Extend the Multipath TCP protocol draft, picking up right after its final sentence.

| Page |

◆ ◆ ◆ ◆ ◆ ◆ ◆

Bill's throwaway Multipath TCP protocol

Designed to

General design:

TCP Options

Multipath negotiates compatibility and initiates multipath operation via a new TCP packet Option "Multipath TCP".

Announce Multipath Capability

8 bits Multipath TCP Option
8 bits size = 3
3 bits 0 = initialize
1 bit 0 or 1, pause user data
4 bits reserved

Must be present in both the SYN and SYN-ACK packets if multipath TCP will be used for this connection. If missing from either packet, Multipath TCP is not supported on this connection.

Exception: if this connection is intended to be a subflow which join an existing Multipath TCP connection, it must instead contain a ConnectionID-is Multipath TCP option.

Multipath TCP may or may not start with the SYN packet. When and if it does start, it will start with a Propose Connection ID option sent only by the connection's initiator.

The Announce Multipath TCP option MUST NOT be sent in any packet besides the SYN and SYN/ACK.

The pause user data bit is associated with negotiating encryption or any other setup activity which must complete before user data transmission can begin. Implementation is optional, but if not implemented or if the recipient is unwilling to pause, the recipient MUST RST the connection. The sender MUST NOT set the pause bit unless it intends to RST the connection if MultipathTCP is not supported.

Propose Connection ID

8 bits Multipath TCP Option
8 bits size = 8
3 bits 1 = request
45 bits Proposed connection ID

Propose a connection ID and offer to start Mutlipath TCP.

Proposed connection ID is a random number which is not already in use by the initiating host.

MUST only be sent by the connection's initiator and MUST NOT be sent more than once per connection, but MAY be sent in any TCP packet for which the initiator expects an ACK.

Alternate Connection ID

8 bits Multipath TCP Option
8 bits size = 8
3 bits 2 = try another
45 bits Alternate proposed connection ID

The host supports multipath TCP but the proposed connection ID is not available for use. Propose an alternate connection ID. Should be sent in every packet (including ACKs) until the other side either accepts the connection ID or changes its proposal to a different connection ID than the last one proposed.

Packets proposing an alternate connection ID will go back and forth between the initiator and acceptor until one or the other accepts or rejects the proposed connection ID.

◆ ◆ ◆ ◆ ◆ ◆ ◆

| Information supplied |
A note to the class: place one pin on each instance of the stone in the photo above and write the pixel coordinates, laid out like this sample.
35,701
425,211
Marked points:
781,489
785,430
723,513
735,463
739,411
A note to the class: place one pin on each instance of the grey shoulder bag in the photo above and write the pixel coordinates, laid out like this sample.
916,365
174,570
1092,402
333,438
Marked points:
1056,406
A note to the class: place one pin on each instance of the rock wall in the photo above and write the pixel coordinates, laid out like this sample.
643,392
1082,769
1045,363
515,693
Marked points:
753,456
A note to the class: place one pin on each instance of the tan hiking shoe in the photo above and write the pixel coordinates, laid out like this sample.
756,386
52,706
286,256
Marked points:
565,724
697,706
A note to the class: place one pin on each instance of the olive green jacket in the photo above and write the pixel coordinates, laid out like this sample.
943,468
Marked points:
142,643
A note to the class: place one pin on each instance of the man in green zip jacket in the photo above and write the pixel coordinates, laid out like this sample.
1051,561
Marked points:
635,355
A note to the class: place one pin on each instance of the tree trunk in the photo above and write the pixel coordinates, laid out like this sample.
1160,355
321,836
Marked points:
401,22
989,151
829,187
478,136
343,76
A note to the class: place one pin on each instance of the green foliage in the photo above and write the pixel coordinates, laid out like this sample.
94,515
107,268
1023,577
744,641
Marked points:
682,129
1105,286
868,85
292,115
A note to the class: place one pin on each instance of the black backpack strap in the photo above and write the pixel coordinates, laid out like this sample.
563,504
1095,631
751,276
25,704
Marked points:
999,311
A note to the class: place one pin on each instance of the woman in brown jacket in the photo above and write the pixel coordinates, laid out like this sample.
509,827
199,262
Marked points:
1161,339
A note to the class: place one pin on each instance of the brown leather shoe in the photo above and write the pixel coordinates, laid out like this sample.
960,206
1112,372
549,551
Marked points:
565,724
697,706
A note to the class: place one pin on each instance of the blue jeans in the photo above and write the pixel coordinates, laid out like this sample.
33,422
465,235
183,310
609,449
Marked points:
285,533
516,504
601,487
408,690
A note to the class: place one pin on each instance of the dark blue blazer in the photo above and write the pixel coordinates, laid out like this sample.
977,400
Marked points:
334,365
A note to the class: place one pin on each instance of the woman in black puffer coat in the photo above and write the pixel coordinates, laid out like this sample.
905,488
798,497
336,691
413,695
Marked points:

◆ ◆ ◆ ◆ ◆ ◆ ◆

| Written answer |
Reject Multipath TCP

8 bits Multipath TCP Option
8 bits size = 8
3 bits 3 = reject; non-multipath TCP continues
45 bits last proposed connection ID

Reject the attempt to initiate Multipath TCP and send no more Multipath TCP options. Regular TCP continues in which the source/destination IP address and the source/destination port form the connection ID.

Should be sent in exactly those packets which ACK a packet containing a Multipath TCP proposal after the host decides to abandon the attempt to start Multipath TCP.

If the hosts can't agree on a connection ID, they should give up after X tries.

A host which supports multipath TCP but does not wish to use it on this connection should reject multipath TCP.

Connection ID IS

8 bits Multipath TCP Option
8 bits size = 8
3 bits 7 = this packet's connection ID is
45 bits connection ID

The established session ID of this TCP connection. Once the first packet with this multipath TCP option is received, only acks received for outstanding segments transmitted before this packet will be accepted without this option and only retransmissions for segments sent before this packet will be sent without this option.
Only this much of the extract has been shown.